• **WHAT IS BEING ASKED**: Find every line in the listing below that contains the string "chandelier", and copy each one in full.
--- START MATERIALS PROVIDED ---
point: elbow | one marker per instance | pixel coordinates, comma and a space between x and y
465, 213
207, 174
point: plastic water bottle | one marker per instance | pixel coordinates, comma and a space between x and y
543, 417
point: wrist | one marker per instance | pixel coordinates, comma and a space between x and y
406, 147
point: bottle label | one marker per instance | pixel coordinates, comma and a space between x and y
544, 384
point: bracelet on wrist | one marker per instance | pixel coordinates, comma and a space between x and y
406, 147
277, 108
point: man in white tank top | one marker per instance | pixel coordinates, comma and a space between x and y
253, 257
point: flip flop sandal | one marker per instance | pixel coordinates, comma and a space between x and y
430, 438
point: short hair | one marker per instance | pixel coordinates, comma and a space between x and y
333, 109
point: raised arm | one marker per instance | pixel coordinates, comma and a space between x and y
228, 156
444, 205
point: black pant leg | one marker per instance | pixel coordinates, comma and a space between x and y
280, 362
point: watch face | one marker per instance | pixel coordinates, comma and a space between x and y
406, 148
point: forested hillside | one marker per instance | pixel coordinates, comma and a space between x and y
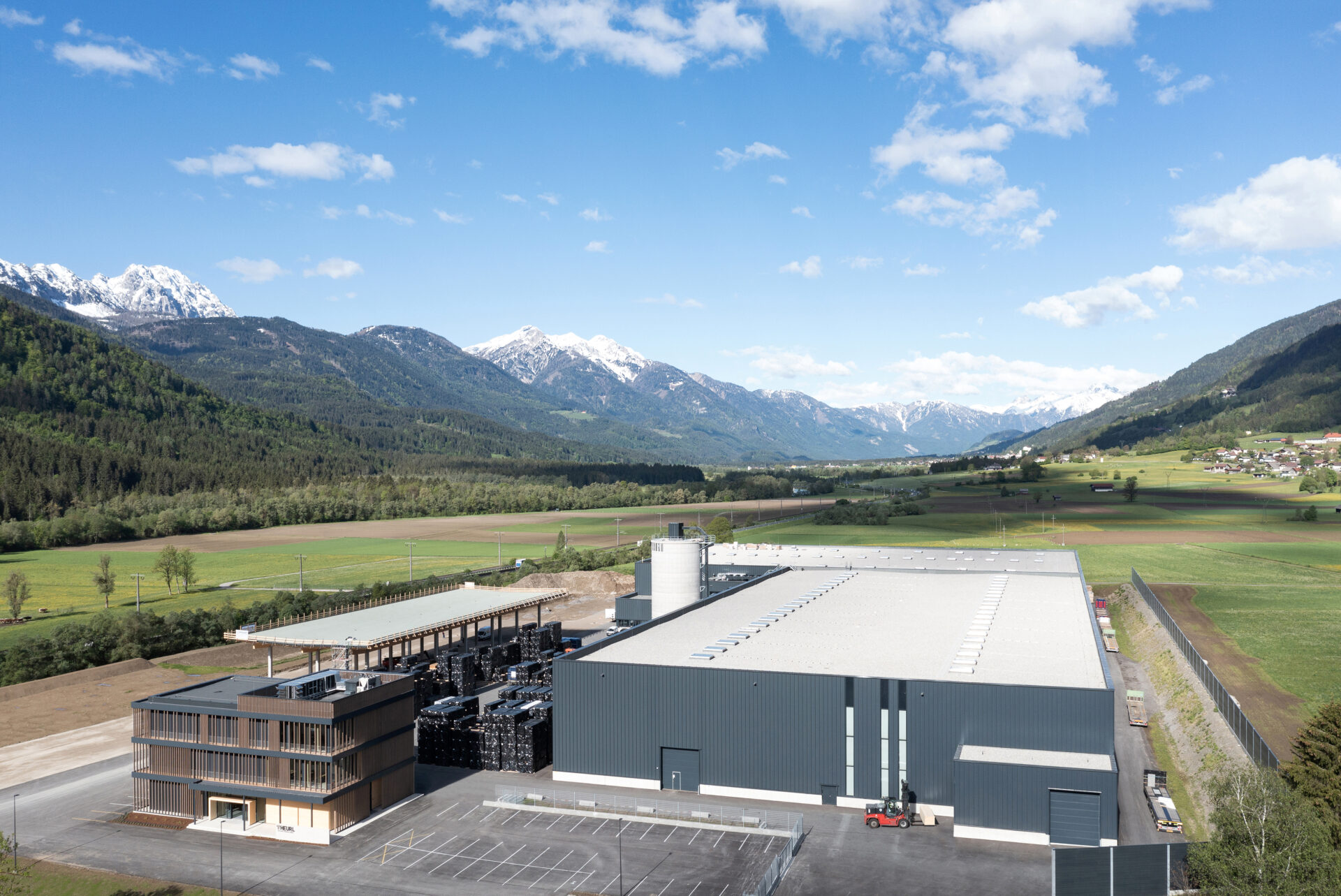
--- END MATERIALS PROVIDED ---
--- START MATERIALS PROVIDED ---
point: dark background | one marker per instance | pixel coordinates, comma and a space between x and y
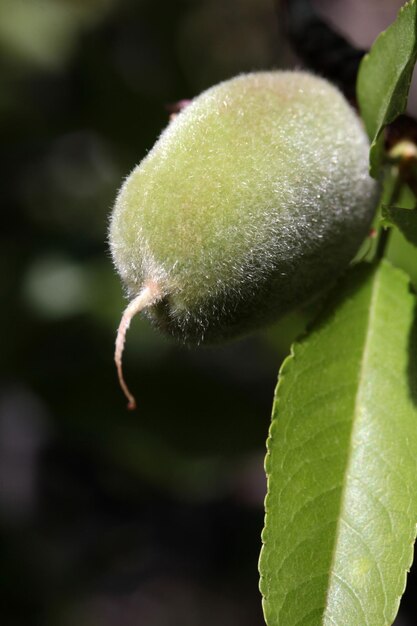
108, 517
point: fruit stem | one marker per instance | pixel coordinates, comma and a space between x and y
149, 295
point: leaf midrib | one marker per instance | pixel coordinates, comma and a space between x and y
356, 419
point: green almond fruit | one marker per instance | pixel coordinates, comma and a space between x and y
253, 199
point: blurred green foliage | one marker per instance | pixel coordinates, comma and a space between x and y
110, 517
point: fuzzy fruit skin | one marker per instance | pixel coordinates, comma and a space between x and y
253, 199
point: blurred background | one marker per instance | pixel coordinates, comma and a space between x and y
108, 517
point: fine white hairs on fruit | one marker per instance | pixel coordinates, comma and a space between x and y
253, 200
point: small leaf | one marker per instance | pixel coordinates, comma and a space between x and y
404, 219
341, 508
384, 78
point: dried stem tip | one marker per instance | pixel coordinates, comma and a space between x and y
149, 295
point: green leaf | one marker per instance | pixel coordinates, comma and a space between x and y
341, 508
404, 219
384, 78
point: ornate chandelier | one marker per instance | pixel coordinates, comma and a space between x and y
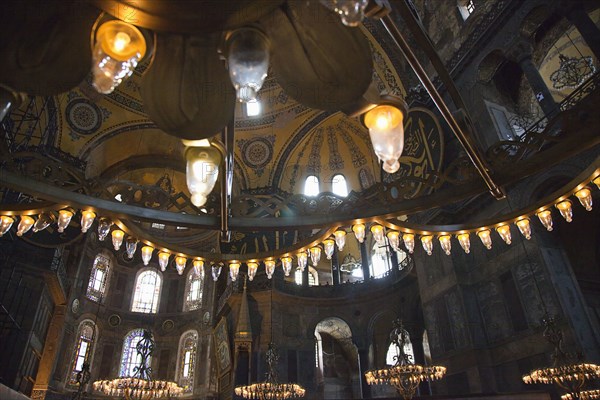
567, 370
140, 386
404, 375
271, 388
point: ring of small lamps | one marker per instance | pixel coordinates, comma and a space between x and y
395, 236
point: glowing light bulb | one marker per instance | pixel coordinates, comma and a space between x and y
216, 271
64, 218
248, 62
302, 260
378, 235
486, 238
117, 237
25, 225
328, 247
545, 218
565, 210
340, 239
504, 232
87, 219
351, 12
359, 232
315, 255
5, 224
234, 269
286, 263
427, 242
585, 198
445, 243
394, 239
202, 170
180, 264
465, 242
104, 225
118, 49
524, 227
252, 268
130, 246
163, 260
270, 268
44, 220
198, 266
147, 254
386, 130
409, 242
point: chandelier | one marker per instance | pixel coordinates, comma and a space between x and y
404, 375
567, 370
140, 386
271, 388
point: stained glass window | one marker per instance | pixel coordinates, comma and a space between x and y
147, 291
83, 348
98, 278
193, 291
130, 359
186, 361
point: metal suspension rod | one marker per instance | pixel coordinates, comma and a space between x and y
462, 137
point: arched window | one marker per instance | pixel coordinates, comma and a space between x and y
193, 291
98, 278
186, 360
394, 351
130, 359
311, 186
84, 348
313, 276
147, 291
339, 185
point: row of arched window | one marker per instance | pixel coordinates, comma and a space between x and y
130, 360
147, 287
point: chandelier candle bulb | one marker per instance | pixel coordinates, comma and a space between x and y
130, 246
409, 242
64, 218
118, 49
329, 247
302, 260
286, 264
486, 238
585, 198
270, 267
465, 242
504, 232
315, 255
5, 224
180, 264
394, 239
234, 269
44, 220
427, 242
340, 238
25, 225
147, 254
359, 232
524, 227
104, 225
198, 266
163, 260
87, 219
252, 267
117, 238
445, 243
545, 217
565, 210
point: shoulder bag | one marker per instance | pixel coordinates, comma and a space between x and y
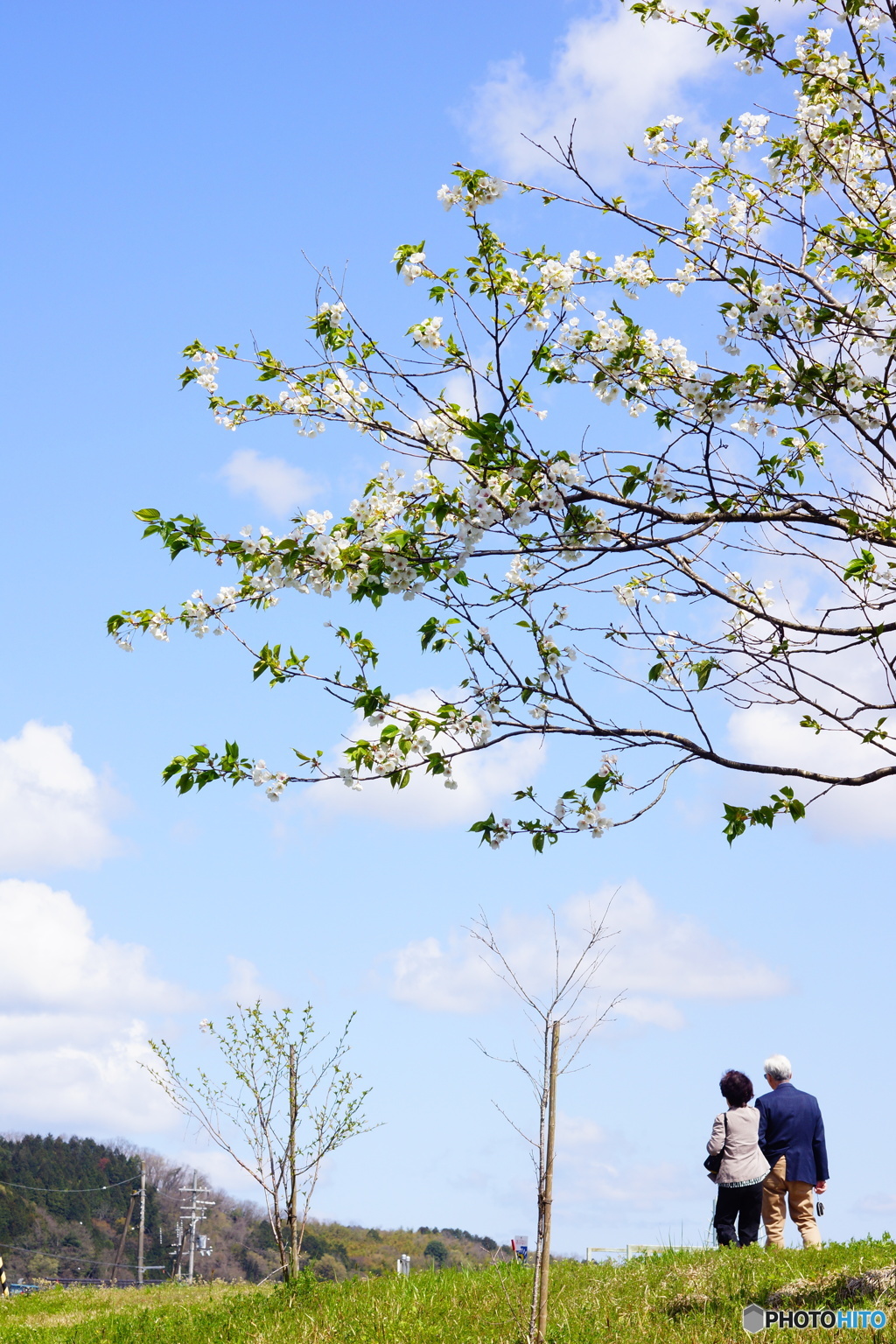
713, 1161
--- END MATERIALS PROVIDED ---
--- START MATERIALS PROVIDED ---
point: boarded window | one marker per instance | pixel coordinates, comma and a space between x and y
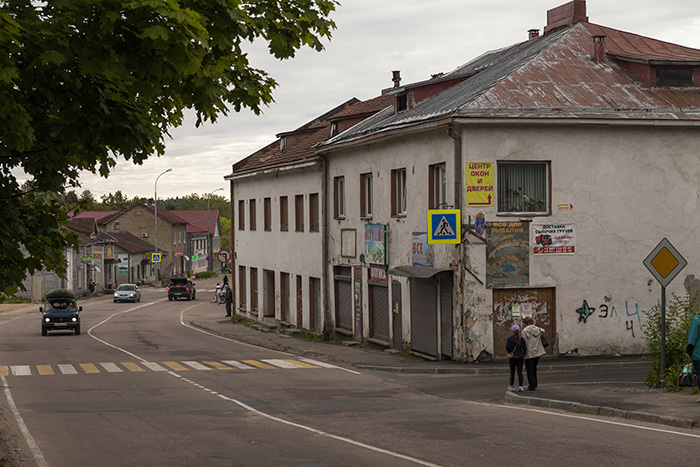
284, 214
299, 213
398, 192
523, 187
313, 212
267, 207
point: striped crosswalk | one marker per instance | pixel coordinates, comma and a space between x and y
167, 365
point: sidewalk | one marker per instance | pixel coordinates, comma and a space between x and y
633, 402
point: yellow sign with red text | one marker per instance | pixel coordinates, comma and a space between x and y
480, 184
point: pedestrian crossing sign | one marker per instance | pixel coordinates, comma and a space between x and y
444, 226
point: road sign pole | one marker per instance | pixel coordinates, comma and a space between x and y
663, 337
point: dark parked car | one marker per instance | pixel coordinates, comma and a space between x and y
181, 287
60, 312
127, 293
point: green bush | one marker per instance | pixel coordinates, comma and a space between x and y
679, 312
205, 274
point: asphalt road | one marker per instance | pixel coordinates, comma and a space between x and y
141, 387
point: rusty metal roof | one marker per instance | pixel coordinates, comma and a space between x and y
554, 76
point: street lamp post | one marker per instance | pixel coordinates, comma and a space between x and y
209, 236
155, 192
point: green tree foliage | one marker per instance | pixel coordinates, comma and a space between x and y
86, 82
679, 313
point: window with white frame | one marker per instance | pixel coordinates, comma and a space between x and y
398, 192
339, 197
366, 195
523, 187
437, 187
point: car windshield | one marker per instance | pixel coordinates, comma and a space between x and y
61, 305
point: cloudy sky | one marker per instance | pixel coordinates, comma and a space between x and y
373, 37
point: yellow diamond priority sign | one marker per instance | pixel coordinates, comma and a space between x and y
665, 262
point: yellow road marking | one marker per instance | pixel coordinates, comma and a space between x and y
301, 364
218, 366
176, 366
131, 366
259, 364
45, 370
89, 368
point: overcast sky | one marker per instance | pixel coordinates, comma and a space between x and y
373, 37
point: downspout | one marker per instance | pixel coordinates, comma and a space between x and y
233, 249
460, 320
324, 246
--- END MATERIALS PROVIDED ---
• **ANSWER TO THE TASK**:
point: ornate chandelier | one marker per instance | pixel coordinates, comma and a space between x and y
point: chandelier | one marker per instance | pixel coordinates, comma and a space between x and y
point: chandelier candle bulb | one marker per instance | pixel coordinates, comma and a space between x and y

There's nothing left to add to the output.